» PASSAGE SHOWN
--------------------------------
Standard laboratory PFAS analysis costs more than $200 per sample, requires specialist handling, and typically returns results over multiple days. Scaling that model across the thousands of supply points now subject to mandatory screening under the EU Drinking Water Directive, limits that took legal effect on January 12, 2026, is neither logistically practical nor financially sustainable for most utilities. Across Europe, regulators have identified more than 23,000 contaminated sites, and centralized laboratory services cannot serve that demand efficiently at scale.

"If we view the traditional lab test as the 'PCR test' of water monitoring, our technology is closer to a rapid test kit, while still providing quantitative results," said Dr. Ming Zhou, lead researcher on the project. Zhou's team describes the design as deliberately accessible, though performance across short-chain and ultra-short-chain PFAS compounds remains to be fully validated. The device currently targets perfluorooctanoic acid, and commercial-scale deployment remains a future milestone.

Built on standard lateral-flow manufacturing infrastructure, the sensor carries a clearer production pathway than many competing architectures under development. Field screening at this cost and speed could shift compliance from reactive exceedance reporting toward proactive, real-time oversight, a meaningful structural change in how utilities meet their legal obligations.

Research pipelines on three continents are converging on affordable PFAS detection, and the race to reach commercial scale is intensifying. The results of that competition could shape regulatory strategy and infrastructure investment across the water sector for years ahead.
--------------------------------
» Dataset excerpts on object pointing

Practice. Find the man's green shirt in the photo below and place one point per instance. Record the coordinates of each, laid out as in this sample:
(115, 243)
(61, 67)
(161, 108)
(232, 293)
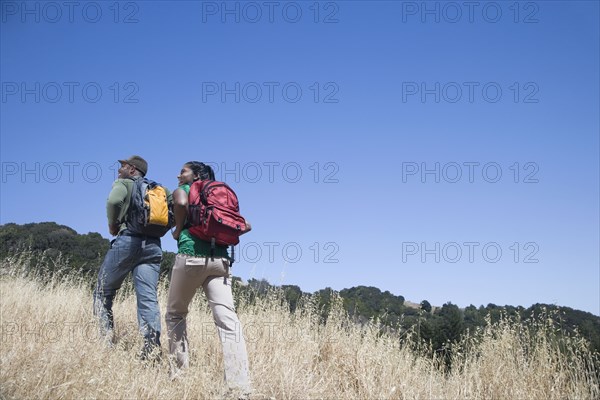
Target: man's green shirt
(118, 201)
(193, 246)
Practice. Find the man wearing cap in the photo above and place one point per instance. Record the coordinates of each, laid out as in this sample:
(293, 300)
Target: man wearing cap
(129, 252)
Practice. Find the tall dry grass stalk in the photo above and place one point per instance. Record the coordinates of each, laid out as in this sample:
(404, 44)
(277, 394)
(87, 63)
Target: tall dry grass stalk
(50, 349)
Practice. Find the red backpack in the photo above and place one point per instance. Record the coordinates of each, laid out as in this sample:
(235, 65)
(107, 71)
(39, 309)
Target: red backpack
(214, 213)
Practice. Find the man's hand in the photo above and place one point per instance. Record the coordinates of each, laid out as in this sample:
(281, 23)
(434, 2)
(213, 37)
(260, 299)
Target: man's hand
(113, 229)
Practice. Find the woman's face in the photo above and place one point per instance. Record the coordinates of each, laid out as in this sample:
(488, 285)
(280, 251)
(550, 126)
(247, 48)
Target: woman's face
(186, 176)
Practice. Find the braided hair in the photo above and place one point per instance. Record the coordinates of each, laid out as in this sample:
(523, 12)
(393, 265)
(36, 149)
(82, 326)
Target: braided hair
(202, 171)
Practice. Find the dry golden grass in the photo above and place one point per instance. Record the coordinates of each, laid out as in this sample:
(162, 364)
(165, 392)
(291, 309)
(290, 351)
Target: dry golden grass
(49, 349)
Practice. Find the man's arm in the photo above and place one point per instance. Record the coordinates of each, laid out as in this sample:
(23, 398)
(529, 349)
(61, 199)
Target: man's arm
(114, 204)
(180, 204)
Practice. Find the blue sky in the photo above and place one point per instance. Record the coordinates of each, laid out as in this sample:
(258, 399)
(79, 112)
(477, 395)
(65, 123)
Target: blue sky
(432, 150)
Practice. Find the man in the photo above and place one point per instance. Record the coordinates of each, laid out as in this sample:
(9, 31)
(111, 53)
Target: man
(129, 252)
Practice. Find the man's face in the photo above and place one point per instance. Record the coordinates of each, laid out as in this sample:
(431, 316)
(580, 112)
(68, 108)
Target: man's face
(126, 171)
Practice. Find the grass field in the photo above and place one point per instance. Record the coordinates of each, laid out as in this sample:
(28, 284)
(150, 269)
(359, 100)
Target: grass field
(50, 350)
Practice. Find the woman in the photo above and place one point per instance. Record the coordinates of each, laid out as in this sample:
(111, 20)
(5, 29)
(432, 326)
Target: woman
(196, 267)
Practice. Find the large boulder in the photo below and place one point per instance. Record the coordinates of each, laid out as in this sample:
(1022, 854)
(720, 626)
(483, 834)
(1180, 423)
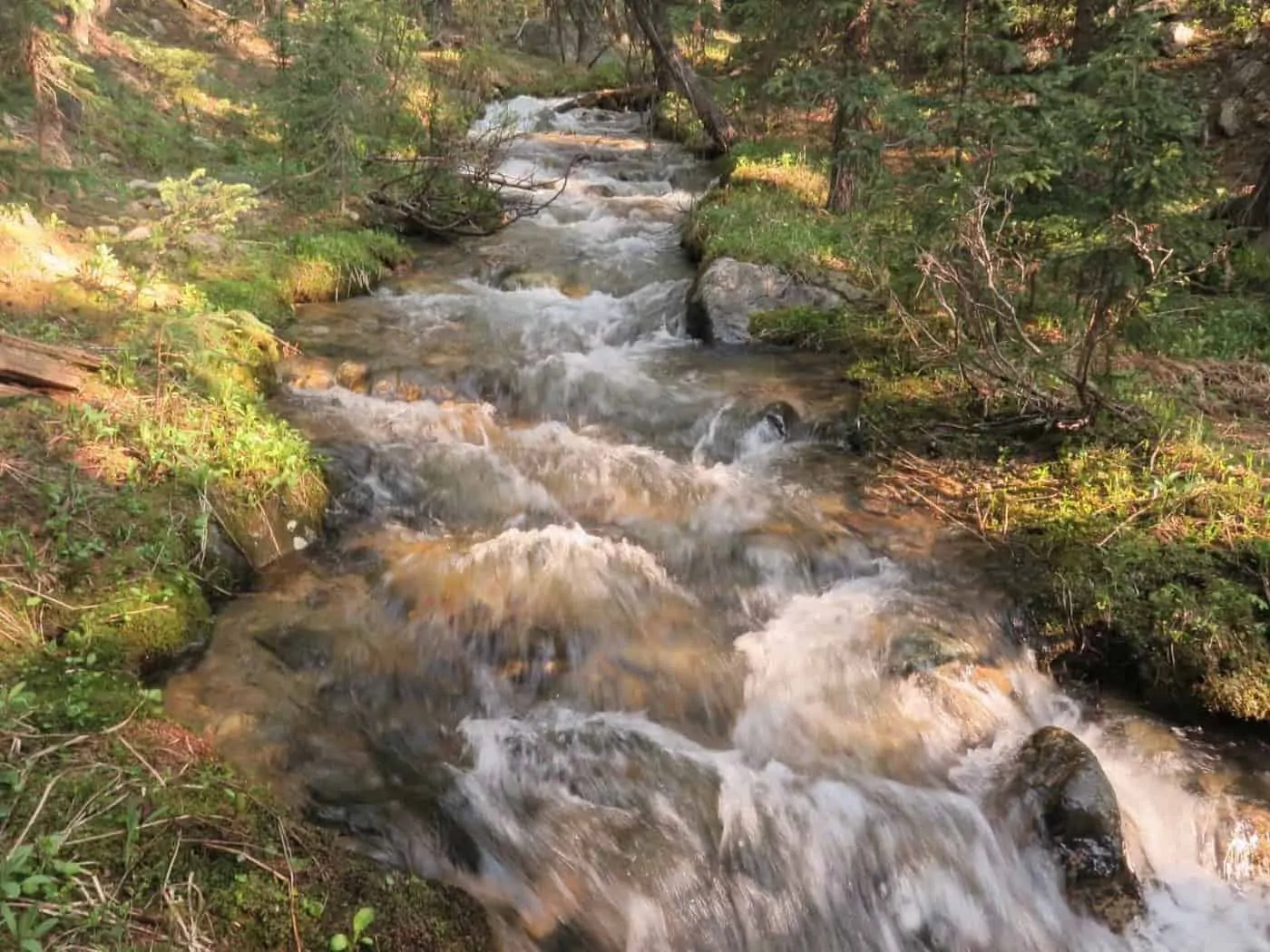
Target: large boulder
(729, 292)
(565, 41)
(1056, 790)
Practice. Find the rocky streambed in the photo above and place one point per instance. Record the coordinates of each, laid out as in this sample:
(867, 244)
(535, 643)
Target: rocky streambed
(600, 634)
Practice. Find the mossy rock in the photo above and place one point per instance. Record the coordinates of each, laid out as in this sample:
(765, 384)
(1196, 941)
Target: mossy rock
(149, 621)
(1184, 625)
(409, 914)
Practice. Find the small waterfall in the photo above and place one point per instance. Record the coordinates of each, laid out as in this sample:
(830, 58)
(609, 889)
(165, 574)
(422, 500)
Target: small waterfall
(599, 640)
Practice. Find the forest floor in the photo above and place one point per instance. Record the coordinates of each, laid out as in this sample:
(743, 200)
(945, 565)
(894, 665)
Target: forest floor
(129, 507)
(1139, 549)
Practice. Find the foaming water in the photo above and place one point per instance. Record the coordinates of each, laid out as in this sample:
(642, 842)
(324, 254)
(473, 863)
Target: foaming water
(599, 638)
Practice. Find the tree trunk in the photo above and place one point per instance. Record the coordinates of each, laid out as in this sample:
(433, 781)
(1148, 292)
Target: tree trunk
(673, 72)
(29, 364)
(848, 117)
(1088, 35)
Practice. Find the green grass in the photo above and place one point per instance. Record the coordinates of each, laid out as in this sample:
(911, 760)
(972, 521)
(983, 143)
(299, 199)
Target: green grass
(120, 831)
(1146, 539)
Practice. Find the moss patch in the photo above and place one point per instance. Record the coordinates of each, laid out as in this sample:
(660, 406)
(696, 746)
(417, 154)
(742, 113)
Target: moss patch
(101, 792)
(1143, 536)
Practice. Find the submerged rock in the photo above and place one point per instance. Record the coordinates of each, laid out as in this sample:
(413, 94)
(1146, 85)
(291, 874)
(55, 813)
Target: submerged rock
(1058, 789)
(1244, 841)
(729, 292)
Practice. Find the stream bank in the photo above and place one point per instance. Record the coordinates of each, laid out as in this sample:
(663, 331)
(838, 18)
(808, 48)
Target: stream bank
(132, 508)
(602, 635)
(1137, 546)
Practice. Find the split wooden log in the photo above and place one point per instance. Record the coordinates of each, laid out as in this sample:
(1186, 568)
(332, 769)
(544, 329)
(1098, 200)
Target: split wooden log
(28, 364)
(628, 99)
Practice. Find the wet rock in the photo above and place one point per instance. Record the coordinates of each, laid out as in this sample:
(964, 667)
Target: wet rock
(927, 649)
(1057, 787)
(300, 649)
(729, 292)
(740, 428)
(205, 243)
(305, 372)
(224, 564)
(527, 281)
(1244, 841)
(562, 42)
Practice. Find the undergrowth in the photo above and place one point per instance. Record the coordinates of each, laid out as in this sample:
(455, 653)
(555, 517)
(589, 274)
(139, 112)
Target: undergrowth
(1145, 536)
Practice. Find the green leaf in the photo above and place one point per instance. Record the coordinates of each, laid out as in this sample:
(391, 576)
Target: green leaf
(32, 884)
(362, 919)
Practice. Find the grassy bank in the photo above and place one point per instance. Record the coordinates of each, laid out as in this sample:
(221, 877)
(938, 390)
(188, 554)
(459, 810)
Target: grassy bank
(1140, 541)
(167, 231)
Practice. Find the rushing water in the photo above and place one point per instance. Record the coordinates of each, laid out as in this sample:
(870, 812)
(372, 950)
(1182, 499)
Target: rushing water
(605, 644)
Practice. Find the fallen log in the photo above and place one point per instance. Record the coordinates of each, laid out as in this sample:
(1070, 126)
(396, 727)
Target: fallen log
(28, 364)
(619, 101)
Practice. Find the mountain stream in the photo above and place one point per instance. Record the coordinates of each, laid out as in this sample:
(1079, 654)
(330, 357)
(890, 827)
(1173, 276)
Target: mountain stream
(600, 637)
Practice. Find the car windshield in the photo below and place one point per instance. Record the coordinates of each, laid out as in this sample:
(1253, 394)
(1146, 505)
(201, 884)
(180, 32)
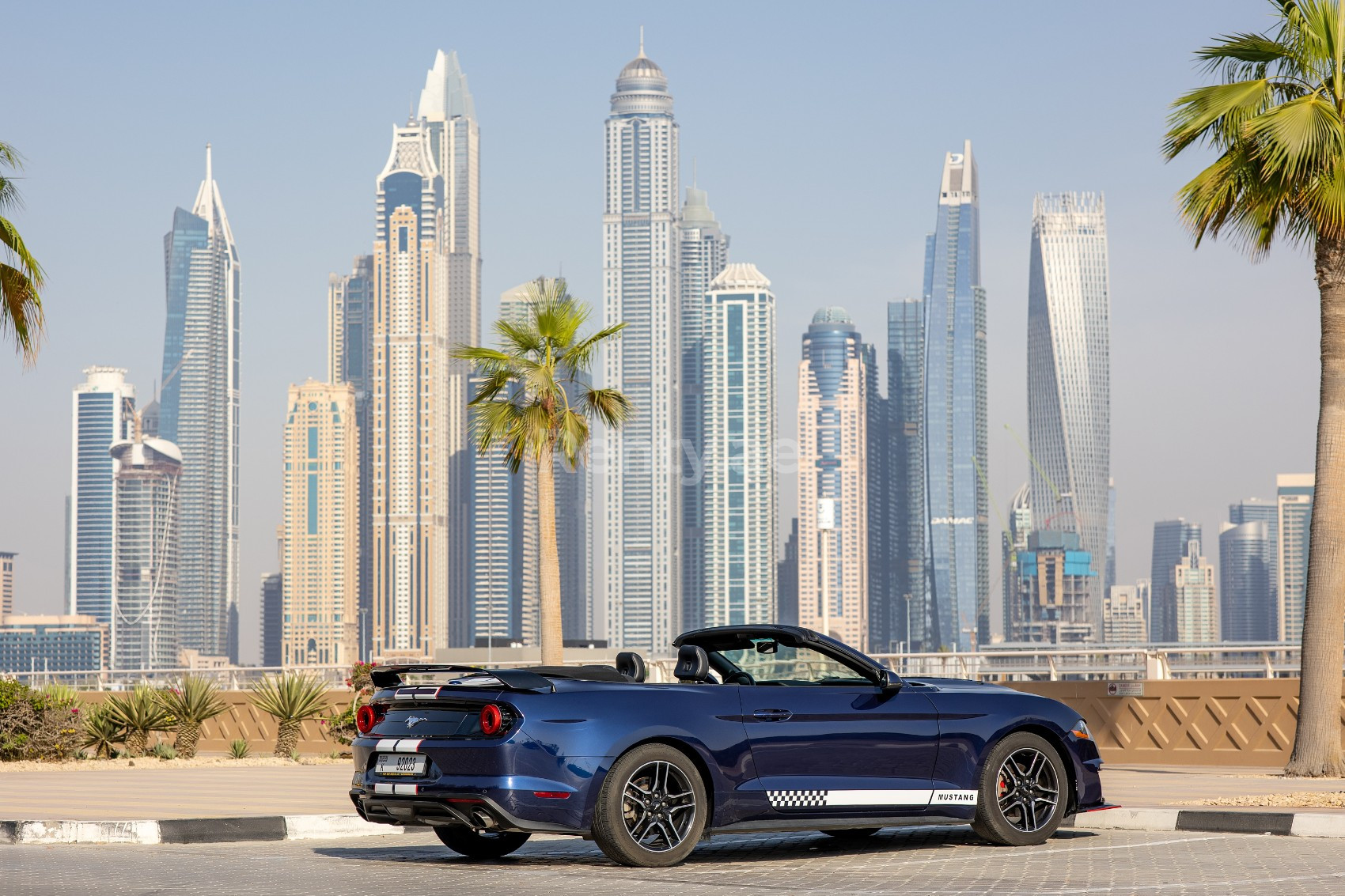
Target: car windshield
(770, 662)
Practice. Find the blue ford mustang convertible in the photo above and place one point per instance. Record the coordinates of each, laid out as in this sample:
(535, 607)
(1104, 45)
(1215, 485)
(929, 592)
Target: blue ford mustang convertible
(768, 728)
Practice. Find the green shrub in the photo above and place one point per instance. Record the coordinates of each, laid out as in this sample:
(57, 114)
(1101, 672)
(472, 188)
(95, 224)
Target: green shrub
(36, 724)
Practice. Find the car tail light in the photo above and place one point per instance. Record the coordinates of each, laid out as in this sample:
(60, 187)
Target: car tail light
(369, 716)
(493, 720)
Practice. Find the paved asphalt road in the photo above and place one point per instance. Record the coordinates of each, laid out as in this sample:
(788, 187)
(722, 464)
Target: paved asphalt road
(907, 863)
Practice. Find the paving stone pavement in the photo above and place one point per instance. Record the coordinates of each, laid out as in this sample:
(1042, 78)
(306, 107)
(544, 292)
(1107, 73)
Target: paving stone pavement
(945, 861)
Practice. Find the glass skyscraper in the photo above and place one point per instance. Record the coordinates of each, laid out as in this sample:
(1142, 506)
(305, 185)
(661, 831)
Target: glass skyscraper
(703, 251)
(641, 287)
(1070, 376)
(198, 410)
(905, 408)
(955, 439)
(740, 494)
(103, 414)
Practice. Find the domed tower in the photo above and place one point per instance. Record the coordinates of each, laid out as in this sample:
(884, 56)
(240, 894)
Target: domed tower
(641, 287)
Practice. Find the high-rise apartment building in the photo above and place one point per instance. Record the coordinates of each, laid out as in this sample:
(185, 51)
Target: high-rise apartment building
(198, 410)
(641, 287)
(449, 116)
(1055, 579)
(703, 251)
(833, 472)
(1123, 617)
(1247, 606)
(1170, 543)
(7, 581)
(409, 404)
(955, 439)
(320, 558)
(740, 494)
(787, 579)
(350, 330)
(1196, 598)
(915, 622)
(1070, 373)
(1294, 501)
(104, 412)
(148, 558)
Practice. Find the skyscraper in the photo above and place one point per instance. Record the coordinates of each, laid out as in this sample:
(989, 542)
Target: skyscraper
(1070, 374)
(1247, 599)
(350, 328)
(449, 116)
(910, 525)
(320, 558)
(1172, 539)
(144, 627)
(955, 410)
(1195, 598)
(7, 581)
(833, 481)
(104, 412)
(411, 456)
(198, 410)
(703, 251)
(1294, 499)
(740, 491)
(641, 287)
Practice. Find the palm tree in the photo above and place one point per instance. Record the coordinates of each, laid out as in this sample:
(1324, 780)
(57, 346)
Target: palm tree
(138, 715)
(21, 274)
(536, 401)
(1278, 123)
(194, 701)
(291, 700)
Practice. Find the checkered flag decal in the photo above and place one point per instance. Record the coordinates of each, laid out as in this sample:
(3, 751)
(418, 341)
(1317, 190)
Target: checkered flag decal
(797, 798)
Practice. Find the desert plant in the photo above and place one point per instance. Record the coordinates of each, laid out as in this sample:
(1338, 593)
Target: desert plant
(191, 702)
(291, 700)
(1277, 120)
(138, 713)
(36, 725)
(101, 731)
(536, 403)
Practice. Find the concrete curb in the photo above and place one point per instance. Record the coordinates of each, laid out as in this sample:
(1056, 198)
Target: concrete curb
(1216, 821)
(191, 830)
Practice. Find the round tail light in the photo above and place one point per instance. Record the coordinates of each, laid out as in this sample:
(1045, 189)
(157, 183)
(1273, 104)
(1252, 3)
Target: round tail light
(365, 719)
(493, 720)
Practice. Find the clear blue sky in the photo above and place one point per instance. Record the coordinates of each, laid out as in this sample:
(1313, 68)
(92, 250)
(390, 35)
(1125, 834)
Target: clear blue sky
(820, 134)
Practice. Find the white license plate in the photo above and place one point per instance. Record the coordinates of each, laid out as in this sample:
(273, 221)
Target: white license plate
(401, 765)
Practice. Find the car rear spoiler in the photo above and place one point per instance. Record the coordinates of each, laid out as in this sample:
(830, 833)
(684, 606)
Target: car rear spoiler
(510, 679)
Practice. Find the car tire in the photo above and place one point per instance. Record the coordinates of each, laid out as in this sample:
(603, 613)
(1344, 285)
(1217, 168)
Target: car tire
(853, 833)
(484, 844)
(653, 807)
(1024, 792)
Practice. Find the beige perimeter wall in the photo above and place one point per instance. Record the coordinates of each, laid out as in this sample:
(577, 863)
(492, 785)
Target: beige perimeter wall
(1237, 721)
(1241, 721)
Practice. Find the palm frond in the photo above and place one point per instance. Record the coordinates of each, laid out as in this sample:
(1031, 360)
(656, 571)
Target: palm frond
(608, 405)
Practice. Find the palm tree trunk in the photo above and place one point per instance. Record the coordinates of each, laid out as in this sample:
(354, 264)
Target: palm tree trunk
(553, 637)
(1317, 744)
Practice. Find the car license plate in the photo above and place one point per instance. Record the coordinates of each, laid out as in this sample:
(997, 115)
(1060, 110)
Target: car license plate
(401, 765)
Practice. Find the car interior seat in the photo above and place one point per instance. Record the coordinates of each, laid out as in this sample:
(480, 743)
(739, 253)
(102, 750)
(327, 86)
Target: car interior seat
(631, 666)
(693, 663)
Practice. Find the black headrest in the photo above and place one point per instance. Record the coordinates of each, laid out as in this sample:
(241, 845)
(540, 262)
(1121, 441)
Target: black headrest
(630, 665)
(693, 663)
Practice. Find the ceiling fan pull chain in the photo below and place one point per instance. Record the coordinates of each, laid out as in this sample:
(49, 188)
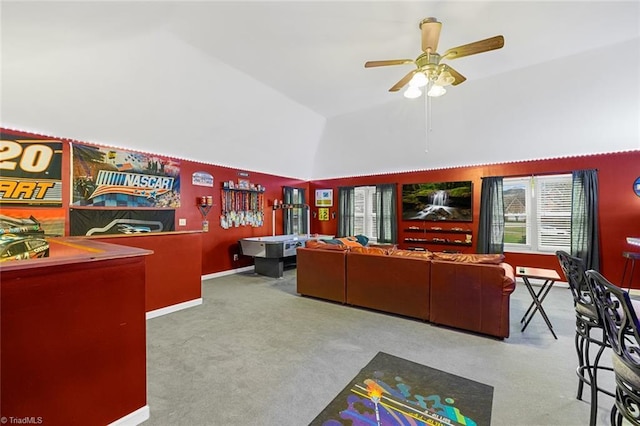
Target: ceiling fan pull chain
(427, 124)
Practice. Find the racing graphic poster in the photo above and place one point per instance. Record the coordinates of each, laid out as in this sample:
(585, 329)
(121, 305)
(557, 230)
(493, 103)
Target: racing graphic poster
(118, 222)
(51, 221)
(30, 171)
(106, 177)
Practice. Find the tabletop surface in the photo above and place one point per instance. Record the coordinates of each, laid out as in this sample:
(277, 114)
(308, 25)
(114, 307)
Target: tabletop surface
(545, 274)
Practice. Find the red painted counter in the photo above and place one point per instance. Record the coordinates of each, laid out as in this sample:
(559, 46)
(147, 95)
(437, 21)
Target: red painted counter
(174, 270)
(74, 335)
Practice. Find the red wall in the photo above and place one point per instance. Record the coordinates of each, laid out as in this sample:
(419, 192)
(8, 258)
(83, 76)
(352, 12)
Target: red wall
(219, 245)
(619, 211)
(73, 340)
(619, 206)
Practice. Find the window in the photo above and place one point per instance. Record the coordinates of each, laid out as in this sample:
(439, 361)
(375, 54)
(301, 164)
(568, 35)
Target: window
(537, 213)
(365, 212)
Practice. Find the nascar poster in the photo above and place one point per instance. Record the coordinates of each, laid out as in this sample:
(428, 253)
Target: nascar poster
(117, 222)
(30, 171)
(106, 177)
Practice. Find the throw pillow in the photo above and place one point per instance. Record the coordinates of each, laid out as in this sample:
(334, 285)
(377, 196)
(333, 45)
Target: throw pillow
(368, 250)
(495, 259)
(411, 253)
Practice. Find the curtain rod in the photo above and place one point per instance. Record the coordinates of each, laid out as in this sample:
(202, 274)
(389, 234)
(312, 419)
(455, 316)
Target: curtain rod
(539, 174)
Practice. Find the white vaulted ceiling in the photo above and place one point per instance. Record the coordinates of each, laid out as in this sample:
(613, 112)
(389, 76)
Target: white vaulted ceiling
(280, 87)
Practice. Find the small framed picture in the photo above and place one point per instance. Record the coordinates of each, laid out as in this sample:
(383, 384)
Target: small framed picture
(324, 197)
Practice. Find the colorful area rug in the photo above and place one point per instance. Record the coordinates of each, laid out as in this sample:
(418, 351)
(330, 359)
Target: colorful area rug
(393, 391)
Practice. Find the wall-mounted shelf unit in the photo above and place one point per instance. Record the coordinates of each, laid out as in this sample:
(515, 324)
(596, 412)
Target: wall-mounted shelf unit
(461, 237)
(242, 207)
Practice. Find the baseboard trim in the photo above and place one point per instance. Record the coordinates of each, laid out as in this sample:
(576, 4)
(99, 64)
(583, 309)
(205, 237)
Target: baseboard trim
(174, 308)
(133, 419)
(229, 272)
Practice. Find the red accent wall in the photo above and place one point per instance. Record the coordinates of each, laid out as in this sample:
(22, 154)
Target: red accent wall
(619, 210)
(219, 245)
(619, 206)
(74, 341)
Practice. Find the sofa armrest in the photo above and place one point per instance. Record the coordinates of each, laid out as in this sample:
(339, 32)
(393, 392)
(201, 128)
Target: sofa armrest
(321, 273)
(473, 297)
(399, 285)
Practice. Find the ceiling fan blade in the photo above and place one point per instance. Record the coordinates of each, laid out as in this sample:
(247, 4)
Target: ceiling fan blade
(459, 77)
(430, 28)
(371, 64)
(403, 81)
(476, 47)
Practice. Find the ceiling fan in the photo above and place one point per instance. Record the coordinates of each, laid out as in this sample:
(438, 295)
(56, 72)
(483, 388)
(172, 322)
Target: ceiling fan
(429, 69)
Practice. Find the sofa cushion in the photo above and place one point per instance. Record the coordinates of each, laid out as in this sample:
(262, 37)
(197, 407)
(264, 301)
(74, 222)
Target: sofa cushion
(367, 250)
(320, 244)
(411, 253)
(349, 241)
(495, 259)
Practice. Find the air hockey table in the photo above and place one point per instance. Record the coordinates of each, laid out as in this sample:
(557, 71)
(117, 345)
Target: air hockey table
(270, 253)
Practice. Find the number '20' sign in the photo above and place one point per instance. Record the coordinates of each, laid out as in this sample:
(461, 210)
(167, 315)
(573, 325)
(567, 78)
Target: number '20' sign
(30, 172)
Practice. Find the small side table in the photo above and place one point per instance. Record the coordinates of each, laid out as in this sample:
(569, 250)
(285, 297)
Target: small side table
(629, 256)
(549, 276)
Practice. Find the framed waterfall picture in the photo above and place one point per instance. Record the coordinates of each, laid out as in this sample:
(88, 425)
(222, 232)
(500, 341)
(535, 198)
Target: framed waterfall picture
(441, 201)
(324, 197)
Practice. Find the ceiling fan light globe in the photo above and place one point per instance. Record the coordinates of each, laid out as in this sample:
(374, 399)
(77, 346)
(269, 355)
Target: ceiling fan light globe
(445, 78)
(436, 90)
(419, 80)
(412, 92)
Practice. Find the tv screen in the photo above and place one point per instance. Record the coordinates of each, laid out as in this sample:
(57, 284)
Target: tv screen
(441, 201)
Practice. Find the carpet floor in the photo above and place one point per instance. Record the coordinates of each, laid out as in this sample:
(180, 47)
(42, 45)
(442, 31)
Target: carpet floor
(257, 353)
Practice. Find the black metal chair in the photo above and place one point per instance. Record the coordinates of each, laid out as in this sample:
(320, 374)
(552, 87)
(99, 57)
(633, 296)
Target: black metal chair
(589, 329)
(621, 327)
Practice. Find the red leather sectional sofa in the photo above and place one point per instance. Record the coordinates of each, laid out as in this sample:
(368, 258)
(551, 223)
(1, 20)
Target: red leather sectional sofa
(469, 292)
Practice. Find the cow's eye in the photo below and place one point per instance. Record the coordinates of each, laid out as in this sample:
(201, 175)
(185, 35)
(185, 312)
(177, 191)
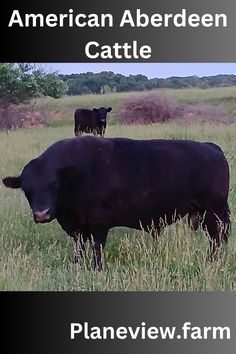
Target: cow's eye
(28, 194)
(53, 186)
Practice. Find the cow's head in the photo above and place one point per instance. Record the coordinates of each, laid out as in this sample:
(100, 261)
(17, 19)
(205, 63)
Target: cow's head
(40, 187)
(102, 113)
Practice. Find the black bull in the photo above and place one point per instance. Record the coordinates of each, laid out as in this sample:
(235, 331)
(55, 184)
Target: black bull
(92, 184)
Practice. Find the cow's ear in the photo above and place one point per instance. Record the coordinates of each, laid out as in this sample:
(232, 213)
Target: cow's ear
(12, 182)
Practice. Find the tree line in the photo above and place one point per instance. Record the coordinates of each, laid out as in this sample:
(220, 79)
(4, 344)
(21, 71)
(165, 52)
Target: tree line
(108, 81)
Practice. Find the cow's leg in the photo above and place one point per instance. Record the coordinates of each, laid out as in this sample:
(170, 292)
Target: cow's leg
(217, 225)
(194, 218)
(98, 241)
(79, 248)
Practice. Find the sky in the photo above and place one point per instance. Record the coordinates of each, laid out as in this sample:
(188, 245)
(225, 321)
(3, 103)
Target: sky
(151, 70)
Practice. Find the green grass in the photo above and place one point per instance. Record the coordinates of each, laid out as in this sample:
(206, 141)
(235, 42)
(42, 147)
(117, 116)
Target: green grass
(61, 111)
(38, 257)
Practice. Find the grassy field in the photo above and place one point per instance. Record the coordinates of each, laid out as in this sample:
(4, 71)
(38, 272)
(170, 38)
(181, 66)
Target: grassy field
--------------------------------
» PROBLEM DESCRIPTION
According to the passage on PFAS detection, how much does standard laboratory PFAS analysis cost per sample? The records play no part in what comes next.

» SOLUTION TO THE PROBLEM
More than $200 per sample.